> **Daftar Tugas**
**1.** Dalam kajian cerpen “Solawat Dedaunan”, sebutkan semua jenis persoalan yang dijadikan contoh pada definisi tema.
**2.** Ubah paragraf kajian cerpen “Solawat Dedaunan” yang berawal “Masjid itu kecil saja” menjadi daftar poin singkat berisi fakta utamanya.
**3.** Tulis kelanjutan kajian cerpen “Solawat Dedaunan” mulai dari bagian terakhir yang tercantum.

> **Teks Dokumen**
Kajian Prosa Fiksi



Kajian Unsur Intrinsik Cerpen “Solawat Dedaunan”
Oleh: Sisca Gustiati P.

            Cerpen dilengkapi oleh unsur-unsur penting yang membangunnya. Unsur itu terdiri dari unsur intrinsik dan ekstrinsik. Unsur intrinsik antara lain, tema, alur latar, penokohan, sudut pandang, amanat, dan gaya bahasa. Unsur ekstrinsik yaitu nilai-nilai yang terkandung pada sebuah cerpen.
            Saya akan mencoba untuk menelaah unsur-unsur intrinsik yang ada pada cerpen “Solawat Dedaunan”.
Tema
Tema adalah gagasan yang menjalin stuktur isi cerita, yang menyangkut segala persoalan yaitu persoalan kemanusiaan, kekuasaan, kasih sayang, kecemburuan, dan sebagainya. Dalam cerpen ini dapat kita lihat tema melalui alur cerita di mana dalam cerita ini terdapat peristiwaa sosial. Di sini pengarang menggambarkan pertama-tama mengenai keadaan sebuah mesjid yang kecil dan sudah tua  yang memiliki halaman yang luas dan pohon yang besar seakan-akan melindungi masjid itu,di sana dumulai kejadian yang mengubah keadaan menjadi terbalik yaitu dengan munculnya tokoh nenek. Nenek yang melakukan suatu perbuatan yang membuat orang ramai berbondong-bondong untuk mendatangi mesjid itu yaitu si nenek melakukan pekerjaan memungut daun-daun yang berserakan di halaman mesjid itu tanpa berhenti dan terdengar dia selalu berguman memohon ampunan dan bersolawat. Dapat dilihat dari petikan paragraf pertama, kedua , ketiga.
     “Masjid itu hanyalah sebuah bangunan kecil saja. Namun, jika kau memperhatikan, kau akan segera tahu usia bangunan itu sudah sangat tua. Temboknya tebal, jendelanya tak berdaun, hanya lubang segi empat dengan lengkungan di bagian atasnya. Begitu juga pintunya, tak berdaun pintu. Lantainya menggunakan keramik putih- kuduga itu baru kemudian dipasang, karena modelnya masih dibisa dijumpai di toko-toko material.
     Masjid itu kecil saja, mungkin hanya bisa menampung sekitar 50 orang berjamaah. Namun, halaman masjid itu cukup luas. Di hadapan bangunan masjid itu tumbuh pohon trembesi yang cukup besar. Mungkin saja usianya sudah ratusan tahun. Mungkin saja si pembangun masjid ini dulunya berangan-angan betapa sejuknya masjid ini di siang hari kerana dinaungi pohon trembesi. Mungkin saja begitu.

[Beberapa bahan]
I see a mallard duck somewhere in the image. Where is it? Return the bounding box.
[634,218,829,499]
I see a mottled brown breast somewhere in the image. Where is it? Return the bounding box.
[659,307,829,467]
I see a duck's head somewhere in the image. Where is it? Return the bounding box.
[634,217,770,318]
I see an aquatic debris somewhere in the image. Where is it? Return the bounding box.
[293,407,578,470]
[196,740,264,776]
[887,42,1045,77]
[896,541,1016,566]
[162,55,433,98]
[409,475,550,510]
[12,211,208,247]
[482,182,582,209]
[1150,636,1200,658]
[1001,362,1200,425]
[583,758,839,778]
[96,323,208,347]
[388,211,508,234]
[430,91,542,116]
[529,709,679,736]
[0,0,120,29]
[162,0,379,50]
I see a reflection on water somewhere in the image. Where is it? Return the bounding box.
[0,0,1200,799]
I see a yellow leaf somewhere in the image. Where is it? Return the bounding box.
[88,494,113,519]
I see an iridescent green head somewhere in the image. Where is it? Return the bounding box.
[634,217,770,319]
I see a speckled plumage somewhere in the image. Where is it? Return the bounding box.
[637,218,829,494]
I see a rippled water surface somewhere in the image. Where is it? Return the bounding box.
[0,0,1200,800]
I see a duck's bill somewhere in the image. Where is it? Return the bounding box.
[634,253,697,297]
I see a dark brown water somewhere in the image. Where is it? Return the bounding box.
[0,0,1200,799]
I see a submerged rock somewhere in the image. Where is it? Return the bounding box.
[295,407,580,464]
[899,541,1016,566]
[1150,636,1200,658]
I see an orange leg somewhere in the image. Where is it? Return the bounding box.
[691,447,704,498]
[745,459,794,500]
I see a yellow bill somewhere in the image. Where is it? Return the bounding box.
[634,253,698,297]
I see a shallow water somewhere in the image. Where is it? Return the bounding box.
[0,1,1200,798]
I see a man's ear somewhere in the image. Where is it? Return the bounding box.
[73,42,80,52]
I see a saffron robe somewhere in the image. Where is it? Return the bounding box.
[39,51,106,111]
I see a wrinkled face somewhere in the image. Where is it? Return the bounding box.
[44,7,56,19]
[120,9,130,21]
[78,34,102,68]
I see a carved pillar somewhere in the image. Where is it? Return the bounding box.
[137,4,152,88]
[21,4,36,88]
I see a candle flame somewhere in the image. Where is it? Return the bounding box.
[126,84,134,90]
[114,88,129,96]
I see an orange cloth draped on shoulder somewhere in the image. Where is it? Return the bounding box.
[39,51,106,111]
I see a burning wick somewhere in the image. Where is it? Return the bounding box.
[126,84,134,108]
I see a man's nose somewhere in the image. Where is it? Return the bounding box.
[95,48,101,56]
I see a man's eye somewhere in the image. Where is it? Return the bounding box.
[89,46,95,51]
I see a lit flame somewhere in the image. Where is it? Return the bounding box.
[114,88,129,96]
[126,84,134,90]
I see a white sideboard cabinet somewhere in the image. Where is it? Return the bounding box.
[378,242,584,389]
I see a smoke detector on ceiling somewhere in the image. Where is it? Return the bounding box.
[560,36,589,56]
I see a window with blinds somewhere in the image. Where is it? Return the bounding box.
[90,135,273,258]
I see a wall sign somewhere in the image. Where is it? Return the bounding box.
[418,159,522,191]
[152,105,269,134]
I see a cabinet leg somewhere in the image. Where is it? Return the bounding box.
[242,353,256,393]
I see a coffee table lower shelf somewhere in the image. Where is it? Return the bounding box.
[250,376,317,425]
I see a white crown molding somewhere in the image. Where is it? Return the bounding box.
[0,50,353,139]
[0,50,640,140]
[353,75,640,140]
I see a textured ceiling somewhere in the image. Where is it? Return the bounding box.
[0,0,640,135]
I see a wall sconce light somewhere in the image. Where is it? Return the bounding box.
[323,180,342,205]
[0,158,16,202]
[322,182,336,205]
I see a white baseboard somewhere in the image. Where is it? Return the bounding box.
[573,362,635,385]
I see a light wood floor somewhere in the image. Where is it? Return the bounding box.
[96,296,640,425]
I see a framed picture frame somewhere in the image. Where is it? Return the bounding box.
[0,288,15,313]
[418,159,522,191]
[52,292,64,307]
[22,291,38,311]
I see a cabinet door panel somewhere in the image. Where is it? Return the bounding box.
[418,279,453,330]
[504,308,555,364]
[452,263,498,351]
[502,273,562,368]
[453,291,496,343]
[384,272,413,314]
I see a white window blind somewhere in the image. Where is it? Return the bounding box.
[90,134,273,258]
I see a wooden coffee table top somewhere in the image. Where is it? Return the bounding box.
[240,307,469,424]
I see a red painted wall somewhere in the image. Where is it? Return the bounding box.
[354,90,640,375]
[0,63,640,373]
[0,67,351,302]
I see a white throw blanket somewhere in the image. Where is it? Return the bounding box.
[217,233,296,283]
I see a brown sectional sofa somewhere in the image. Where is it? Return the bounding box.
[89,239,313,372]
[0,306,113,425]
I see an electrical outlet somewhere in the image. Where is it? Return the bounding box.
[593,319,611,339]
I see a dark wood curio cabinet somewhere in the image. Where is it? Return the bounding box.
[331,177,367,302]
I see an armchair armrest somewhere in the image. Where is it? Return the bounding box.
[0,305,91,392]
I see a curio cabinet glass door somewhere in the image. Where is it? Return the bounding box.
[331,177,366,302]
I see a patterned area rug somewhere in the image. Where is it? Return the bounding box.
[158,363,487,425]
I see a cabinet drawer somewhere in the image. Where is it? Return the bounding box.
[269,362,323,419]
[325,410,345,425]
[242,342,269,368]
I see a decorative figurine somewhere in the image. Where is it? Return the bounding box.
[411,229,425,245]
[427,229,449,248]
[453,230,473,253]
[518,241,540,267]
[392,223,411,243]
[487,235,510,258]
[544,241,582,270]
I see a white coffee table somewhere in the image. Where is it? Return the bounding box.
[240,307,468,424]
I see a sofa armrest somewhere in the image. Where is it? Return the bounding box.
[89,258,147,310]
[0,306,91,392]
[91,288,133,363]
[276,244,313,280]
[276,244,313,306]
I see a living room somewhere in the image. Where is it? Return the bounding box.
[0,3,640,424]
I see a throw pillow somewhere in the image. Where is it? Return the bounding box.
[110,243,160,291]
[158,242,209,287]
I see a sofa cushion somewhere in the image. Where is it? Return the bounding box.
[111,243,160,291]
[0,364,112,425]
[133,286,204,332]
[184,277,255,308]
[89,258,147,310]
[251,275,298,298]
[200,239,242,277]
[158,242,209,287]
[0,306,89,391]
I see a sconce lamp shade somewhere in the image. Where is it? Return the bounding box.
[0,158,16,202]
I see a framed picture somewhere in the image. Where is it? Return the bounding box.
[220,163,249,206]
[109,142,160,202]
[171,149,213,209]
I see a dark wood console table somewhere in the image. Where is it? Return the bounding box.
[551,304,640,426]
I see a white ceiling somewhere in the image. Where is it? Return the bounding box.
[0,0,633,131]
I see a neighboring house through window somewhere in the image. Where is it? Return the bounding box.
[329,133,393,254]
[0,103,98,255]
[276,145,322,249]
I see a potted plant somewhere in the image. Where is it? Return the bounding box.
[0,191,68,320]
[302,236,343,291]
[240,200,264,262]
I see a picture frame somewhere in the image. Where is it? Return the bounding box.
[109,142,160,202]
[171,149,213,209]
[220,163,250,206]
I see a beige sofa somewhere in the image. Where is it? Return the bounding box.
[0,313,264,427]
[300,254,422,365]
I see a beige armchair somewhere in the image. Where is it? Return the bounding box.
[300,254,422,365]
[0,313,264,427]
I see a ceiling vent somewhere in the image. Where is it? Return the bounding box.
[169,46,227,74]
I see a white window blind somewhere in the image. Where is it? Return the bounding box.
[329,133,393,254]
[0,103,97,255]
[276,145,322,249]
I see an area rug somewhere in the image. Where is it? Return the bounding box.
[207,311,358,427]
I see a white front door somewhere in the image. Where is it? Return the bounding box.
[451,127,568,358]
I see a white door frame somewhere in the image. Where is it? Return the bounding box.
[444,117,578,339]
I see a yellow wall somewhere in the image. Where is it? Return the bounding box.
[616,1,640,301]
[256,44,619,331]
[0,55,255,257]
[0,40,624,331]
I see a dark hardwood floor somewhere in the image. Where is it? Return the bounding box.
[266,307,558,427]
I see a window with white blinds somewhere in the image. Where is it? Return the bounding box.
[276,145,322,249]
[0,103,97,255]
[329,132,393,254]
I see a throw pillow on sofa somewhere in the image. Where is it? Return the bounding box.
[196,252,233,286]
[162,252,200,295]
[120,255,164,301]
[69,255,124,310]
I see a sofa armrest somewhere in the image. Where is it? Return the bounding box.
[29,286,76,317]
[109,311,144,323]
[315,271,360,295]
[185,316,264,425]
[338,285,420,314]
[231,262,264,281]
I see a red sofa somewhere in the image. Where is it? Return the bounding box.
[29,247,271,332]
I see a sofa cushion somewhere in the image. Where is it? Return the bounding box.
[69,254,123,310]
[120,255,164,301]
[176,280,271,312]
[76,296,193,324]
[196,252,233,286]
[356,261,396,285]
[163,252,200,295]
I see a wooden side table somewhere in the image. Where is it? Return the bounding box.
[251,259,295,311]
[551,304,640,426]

> **Jawaban Tiap Tugas**
**1.** kemanusiaan, kekuasaan, kasih sayang, kecemburuan

**2.**
- Masjid itu kecil, mungkin hanya menampung sekitar 50 orang berjamaah.
- Halamannya cukup luas.
- Di depan masjid tumbuh pohon trembesi yang cukup besar, mungkin berusia ratusan tahun.
- Mungkin pembangunnya dulu membayangkan masjid itu sejuk di siang hari karena dinaungi pohon trembesi.

**3.**
     Begitu besarnya pohon trembesi itu, dengan dahan dan cabangnya yang menjulur ke segala arah, membentuk semacam payung, membuat kita pun akan berpikir, masjid ini memang dipayungi trembesi. Cantik sekali. Namun, masjid ini sepi. Terutama jika siang hari. Subuh ada lima orang berjamaah, itu pun pengurus semua. Magrib, masih lumayan, bisa mencapi dua syaf. Isya...hanya paling banyak lima orang. Begitu setiap hari, entah sejak kapan dan akan sampai kapan hal itu berlangsung.”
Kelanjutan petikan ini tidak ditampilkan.